### Problem to work on
Pick out every line in the items below that contains the word "each", and copy those lines in full.

______________________________

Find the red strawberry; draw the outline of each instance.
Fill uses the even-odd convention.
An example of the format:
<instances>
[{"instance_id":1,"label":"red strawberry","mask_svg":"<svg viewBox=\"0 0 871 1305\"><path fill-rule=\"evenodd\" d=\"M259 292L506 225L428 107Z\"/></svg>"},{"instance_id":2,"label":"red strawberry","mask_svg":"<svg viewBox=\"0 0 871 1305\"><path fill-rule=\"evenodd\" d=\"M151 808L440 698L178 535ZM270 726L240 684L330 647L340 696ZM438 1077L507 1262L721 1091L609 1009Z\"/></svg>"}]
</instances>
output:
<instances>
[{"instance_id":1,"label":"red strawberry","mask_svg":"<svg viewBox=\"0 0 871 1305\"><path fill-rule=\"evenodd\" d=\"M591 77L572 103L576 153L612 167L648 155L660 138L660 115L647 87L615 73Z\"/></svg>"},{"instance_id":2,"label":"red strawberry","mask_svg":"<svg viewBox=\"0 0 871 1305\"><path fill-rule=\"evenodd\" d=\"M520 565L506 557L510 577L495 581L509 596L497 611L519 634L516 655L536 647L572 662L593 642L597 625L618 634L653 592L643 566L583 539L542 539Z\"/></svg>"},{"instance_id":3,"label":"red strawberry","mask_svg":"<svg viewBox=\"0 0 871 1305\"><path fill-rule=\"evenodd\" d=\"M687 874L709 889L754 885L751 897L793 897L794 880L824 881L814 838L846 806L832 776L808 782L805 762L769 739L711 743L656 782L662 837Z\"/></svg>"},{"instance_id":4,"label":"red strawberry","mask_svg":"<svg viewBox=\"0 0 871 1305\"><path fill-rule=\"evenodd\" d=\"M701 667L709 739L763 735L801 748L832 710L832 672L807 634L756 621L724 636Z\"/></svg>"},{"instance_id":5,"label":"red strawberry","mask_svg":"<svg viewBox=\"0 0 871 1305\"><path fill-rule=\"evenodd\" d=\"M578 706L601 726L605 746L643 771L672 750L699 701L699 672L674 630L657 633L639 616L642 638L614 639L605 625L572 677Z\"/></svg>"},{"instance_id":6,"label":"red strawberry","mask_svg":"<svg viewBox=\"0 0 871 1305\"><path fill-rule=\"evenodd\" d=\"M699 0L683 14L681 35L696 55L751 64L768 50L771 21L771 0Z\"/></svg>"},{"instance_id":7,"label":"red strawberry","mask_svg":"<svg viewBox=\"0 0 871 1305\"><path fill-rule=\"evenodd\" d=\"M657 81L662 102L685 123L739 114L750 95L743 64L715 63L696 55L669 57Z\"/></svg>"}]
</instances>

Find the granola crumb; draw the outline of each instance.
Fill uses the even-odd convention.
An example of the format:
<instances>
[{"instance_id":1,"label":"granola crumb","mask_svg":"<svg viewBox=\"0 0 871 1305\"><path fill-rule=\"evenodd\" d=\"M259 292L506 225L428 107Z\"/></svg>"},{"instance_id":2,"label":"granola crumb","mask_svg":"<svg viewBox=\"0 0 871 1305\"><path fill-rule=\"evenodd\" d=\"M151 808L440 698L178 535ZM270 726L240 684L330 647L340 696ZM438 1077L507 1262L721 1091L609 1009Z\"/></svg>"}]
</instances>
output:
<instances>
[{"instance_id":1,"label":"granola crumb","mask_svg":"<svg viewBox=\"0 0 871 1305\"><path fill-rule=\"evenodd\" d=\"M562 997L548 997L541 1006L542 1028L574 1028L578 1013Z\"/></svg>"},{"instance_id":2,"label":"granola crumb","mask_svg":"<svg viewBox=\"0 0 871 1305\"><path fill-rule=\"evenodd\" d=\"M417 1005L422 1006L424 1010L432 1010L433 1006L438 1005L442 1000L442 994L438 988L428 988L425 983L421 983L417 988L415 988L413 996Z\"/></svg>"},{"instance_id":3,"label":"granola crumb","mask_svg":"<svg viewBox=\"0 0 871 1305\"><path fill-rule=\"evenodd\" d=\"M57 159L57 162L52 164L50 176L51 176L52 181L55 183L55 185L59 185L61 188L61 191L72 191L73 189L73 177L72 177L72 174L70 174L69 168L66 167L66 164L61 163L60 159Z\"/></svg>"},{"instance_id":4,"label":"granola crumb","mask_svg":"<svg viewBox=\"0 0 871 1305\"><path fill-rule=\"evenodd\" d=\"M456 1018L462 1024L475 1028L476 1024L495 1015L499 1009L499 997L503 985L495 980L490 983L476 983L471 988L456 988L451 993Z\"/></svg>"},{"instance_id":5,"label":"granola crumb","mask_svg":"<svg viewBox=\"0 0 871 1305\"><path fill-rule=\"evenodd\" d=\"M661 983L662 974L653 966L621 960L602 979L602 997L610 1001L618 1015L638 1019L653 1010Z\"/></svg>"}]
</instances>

______________________________

### Written answer
Find the red strawberry; draw the outline of each instance.
Find the granola crumb; draw the outline of each instance.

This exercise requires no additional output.